-- STORED DATA follows --

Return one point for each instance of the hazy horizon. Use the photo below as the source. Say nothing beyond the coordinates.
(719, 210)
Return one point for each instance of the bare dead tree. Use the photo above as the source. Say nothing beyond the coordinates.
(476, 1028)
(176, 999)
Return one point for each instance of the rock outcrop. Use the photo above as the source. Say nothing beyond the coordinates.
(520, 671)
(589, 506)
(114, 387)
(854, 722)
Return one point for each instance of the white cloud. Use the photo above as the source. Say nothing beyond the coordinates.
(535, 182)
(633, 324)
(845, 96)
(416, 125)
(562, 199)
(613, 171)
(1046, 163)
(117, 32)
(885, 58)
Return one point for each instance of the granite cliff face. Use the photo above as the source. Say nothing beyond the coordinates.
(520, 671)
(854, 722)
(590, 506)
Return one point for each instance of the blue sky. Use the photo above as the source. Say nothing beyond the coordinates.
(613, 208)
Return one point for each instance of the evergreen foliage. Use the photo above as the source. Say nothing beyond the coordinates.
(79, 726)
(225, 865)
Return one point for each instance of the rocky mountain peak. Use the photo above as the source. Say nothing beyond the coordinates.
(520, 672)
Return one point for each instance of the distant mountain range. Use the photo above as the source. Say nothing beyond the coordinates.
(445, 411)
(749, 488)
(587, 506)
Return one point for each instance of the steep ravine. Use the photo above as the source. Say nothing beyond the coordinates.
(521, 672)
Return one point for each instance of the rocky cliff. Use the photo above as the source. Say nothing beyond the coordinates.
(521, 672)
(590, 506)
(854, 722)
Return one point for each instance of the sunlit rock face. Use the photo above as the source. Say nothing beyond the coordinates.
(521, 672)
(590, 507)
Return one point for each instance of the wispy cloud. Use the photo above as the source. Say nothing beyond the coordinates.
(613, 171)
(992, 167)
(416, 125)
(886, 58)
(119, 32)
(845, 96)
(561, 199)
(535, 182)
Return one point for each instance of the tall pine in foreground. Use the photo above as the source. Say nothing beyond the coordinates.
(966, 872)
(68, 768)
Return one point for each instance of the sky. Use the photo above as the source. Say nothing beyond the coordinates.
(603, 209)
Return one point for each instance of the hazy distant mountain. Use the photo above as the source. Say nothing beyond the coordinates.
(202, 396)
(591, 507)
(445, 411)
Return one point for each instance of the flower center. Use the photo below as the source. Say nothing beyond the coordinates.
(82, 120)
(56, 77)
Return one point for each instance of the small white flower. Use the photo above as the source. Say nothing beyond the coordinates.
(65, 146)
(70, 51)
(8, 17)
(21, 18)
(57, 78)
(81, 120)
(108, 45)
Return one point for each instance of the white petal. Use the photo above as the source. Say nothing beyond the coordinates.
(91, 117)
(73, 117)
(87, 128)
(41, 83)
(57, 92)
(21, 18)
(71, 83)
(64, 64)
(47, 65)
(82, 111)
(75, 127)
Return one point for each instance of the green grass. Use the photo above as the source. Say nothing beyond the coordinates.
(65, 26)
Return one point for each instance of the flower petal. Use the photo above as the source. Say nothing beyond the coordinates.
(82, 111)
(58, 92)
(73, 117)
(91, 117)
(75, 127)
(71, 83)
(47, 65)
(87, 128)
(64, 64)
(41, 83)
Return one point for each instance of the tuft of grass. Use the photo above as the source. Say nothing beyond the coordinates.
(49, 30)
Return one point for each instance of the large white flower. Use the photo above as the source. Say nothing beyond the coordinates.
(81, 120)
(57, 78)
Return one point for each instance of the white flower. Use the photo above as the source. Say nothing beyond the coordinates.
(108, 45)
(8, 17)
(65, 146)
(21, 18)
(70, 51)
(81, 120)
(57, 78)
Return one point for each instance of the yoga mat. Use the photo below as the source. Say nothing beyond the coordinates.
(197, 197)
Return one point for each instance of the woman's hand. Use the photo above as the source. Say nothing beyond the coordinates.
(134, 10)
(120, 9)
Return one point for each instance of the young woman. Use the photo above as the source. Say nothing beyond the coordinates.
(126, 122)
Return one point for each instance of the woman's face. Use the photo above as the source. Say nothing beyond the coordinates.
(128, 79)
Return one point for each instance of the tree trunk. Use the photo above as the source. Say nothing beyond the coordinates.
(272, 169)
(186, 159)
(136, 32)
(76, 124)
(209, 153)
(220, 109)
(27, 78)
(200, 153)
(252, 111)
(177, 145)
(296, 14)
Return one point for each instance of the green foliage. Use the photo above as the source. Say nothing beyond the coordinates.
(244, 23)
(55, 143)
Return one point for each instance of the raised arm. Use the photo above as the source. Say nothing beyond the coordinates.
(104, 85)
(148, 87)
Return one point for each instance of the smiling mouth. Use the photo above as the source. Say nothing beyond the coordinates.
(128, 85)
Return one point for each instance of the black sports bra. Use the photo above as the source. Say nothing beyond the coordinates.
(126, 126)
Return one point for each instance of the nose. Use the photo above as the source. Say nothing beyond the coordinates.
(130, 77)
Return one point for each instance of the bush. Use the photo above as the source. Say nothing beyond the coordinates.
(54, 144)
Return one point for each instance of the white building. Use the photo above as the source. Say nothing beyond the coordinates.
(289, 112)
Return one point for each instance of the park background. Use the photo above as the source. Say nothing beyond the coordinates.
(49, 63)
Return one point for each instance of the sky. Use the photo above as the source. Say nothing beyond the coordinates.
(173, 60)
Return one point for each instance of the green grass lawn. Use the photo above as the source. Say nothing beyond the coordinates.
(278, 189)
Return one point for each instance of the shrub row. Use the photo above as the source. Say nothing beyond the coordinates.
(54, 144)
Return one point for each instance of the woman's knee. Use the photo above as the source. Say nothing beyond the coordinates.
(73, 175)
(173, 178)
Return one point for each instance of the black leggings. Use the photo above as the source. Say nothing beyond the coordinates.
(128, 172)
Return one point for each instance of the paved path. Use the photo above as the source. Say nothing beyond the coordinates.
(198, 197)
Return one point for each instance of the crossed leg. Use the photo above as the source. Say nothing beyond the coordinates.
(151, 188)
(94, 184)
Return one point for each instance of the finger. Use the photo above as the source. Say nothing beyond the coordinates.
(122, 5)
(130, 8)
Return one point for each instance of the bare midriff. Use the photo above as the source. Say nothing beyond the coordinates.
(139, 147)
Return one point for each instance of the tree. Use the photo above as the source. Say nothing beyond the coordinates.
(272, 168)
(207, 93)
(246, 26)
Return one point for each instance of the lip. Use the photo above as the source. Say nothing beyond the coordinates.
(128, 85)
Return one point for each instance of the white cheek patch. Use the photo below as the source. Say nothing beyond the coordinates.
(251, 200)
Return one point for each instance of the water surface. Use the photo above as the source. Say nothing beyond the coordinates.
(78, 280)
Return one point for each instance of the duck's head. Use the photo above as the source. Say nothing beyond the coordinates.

-- STORED DATA concluded --

WHAT IS NEEDED:
Exactly reproduce every line found in the records.

WRITTEN ANSWER:
Return one point for each instance of the hazy horizon. Use the photo below as the source. Say nothing beyond the coordinates.
(719, 210)
Return one point for each instance of the bare dead tree. Use the photo above as the source. Say nothing beyond the coordinates.
(476, 1028)
(176, 999)
Return one point for each instance of the rock outcrop. Use the photo above as the source. Say nothing beyond the coordinates.
(520, 671)
(589, 506)
(114, 387)
(854, 722)
Return one point for each instance of the white cloud. Use the photo above as the source. Say nothing beyond the coordinates.
(535, 182)
(633, 324)
(845, 96)
(416, 125)
(562, 199)
(613, 171)
(1046, 163)
(117, 32)
(885, 58)
Return one point for each instance of the granite cliff face. Use the photo above as the source. Say nothing beyond the coordinates.
(520, 671)
(854, 722)
(590, 506)
Return one point for each instance of the blue sky. Use the photo above as the source. Say nothing beyond the coordinates.
(613, 208)
Return one point for each instance of the evergreen foliage. Use the photo above as the source. Say nothing beyond the coordinates.
(79, 726)
(225, 865)
Return one point for each instance of the rocky mountain peak. Use the photo above as the source. Say nothing beyond the coordinates.
(520, 672)
Return one point for each instance of the distant mountain range. Use the photo above as the source. Say nothing beyond the coordinates.
(445, 411)
(749, 488)
(587, 506)
Return one point for each instance of the steep ravine. Use the photo above as the source. Say nothing beyond the coordinates.
(521, 672)
Return one point for each instance of the rocky cliff. Use the photo above as the source. Say nothing beyond the coordinates.
(521, 672)
(590, 506)
(854, 722)
Return one point for each instance of the sunlit rock face. Use the photo above as the source. Say nothing beyond the coordinates.
(521, 672)
(590, 507)
Return one point for each instance of the wispy cloud. Use the photo above as the source. Say nothing beyond the coordinates.
(613, 171)
(992, 167)
(416, 125)
(886, 58)
(119, 32)
(845, 96)
(561, 199)
(535, 182)
Return one point for each instance of the tall pine in foreground. Use the photo above as the source. Say nothing beyond the coordinates.
(966, 872)
(68, 768)
Return one point for each instance of the sky. Use the photo above as the source. Say nothing beyond the coordinates.
(603, 209)
Return one point for each instance of the hazy distant mountain. Use the photo above as the source. Say nothing beyond the coordinates.
(202, 396)
(591, 507)
(445, 411)
Return one point for each instance of the flower center. Use the photo below as the source. Say nothing beyond the coordinates.
(82, 120)
(56, 77)
Return one point for each instance of the small white flower. Use the photo above as the source. Say nothing beyond the coordinates.
(65, 146)
(70, 51)
(8, 17)
(21, 18)
(57, 78)
(81, 120)
(108, 45)
Return one point for each instance of the white petal. Use the photo above as the source. Say nothing beyond the coordinates.
(91, 117)
(73, 117)
(87, 128)
(41, 83)
(57, 92)
(21, 18)
(71, 83)
(64, 64)
(47, 65)
(82, 111)
(75, 127)
Return one point for each instance of the green grass. Use the photo above as the source. Say nothing beyond the coordinates.
(65, 26)
Return one point for each instance of the flower petal. Use the photo above as the source. Say nothing beyond the coordinates.
(82, 111)
(58, 92)
(73, 117)
(91, 117)
(75, 127)
(71, 83)
(47, 65)
(87, 128)
(64, 64)
(41, 83)
Return one point for each instance of the tuft of grass. Use the photo above as the source. Say nothing beyond the coordinates.
(49, 30)
Return one point for each instance of the large white flower. Use the photo above as the source. Say nothing beyond the coordinates.
(81, 120)
(57, 78)
Return one point for each instance of the white flower. Use the photo above as the source. Say nothing beyond the coordinates.
(108, 45)
(8, 17)
(65, 146)
(21, 18)
(70, 51)
(81, 120)
(57, 78)
Return one point for each instance of the yoga mat. Use the photo below as the source. Say nothing beyond the coordinates.
(197, 197)
Return one point for each instance of the woman's hand. Use the photo above as the source. Say nothing beyond the coordinates.
(134, 10)
(120, 9)
Return one point for each instance of the young woman. Use the photo above as the source. Say nothing beyond the coordinates.
(126, 122)
Return one point for each instance of the woman's face. Use the photo above as the source. Say nothing beyond the coordinates.
(128, 79)
Return one point for each instance of the tree trunk. Use the photo above as the source. Say nothing beyond the coordinates.
(272, 169)
(186, 159)
(136, 32)
(76, 124)
(209, 153)
(220, 109)
(27, 78)
(200, 153)
(252, 111)
(177, 145)
(296, 14)
Return one point for each instance of the green foliage. Use the photo above as the source. Say nothing beyond the coordinates.
(244, 23)
(55, 143)
Return one point for each instance of the raised arm. Use the photo above as the source. Say nothing beyond the coordinates.
(104, 85)
(148, 87)
Return one point for each instance of the smiling mouth. Use the photo above as the source. Say nothing beyond the coordinates.
(128, 85)
Return one point for each instance of the black sports bra. Use the photo above as the source. Say nothing beyond the coordinates.
(126, 126)
Return one point for each instance of the nose. Use the photo above as the source. Say nothing beyond the coordinates.
(130, 77)
Return one point for each instance of the bush. Use the photo above as the source. Say nothing beyond the coordinates.
(54, 144)
Return one point for each instance of the white building. Use the photo above as the source. Say nothing beyond the coordinates.
(289, 112)
Return one point for each instance of the park background. Use the photo above as the source. Say nothing beyond the coordinates.
(49, 63)
Return one point for each instance of the sky. Use the photo above as the source. Say nothing beyond the coordinates.
(173, 60)
Return one point for each instance of the green grass lawn. Use the photo above as the source. Say nothing beyond the coordinates.
(278, 189)
Return one point for each instance of the shrub row. Use the photo above as the source. Say nothing beyond the coordinates.
(54, 144)
Return one point for each instance of the woman's knee. Use the photo above as the source. Say nothing beyond the coordinates.
(73, 175)
(173, 178)
Return one point for each instance of the black leggings. Use the photo above as the source. Say nothing beyond the coordinates.
(128, 172)
Return one point for each instance of the paved path. Use the photo above as the source. Say nothing beyond the coordinates.
(198, 197)
Return one point for each instance of the crossed leg. Use the photo above as the source. Say nothing beyond the coordinates.
(151, 188)
(94, 184)
Return one point for each instance of the finger. Use the photo above as the source. Say nothing beyond the coordinates.
(122, 5)
(130, 8)
Return one point for each instance of the bare midriff. Use the photo above as the source. Say nothing beyond the coordinates.
(139, 147)
Return one point for each instance of the tree. Use the photo above as the source. Say nothing beyond the coordinates.
(272, 168)
(207, 93)
(246, 26)
Return one point for each instance of the lip. Use the photo above as the source. Say nothing beyond the coordinates.
(128, 85)
Return one point for each instance of the white cheek patch. Use the photo below as the source. Say nothing beyond the coordinates.
(251, 200)
Return one point for each instance of the water surface. Use the photo above as the source. Say nothing beyond the coordinates.
(78, 280)
Return one point for each instance of the duck's head. Use the photo above as the source. Say nothing beyond the coordinates.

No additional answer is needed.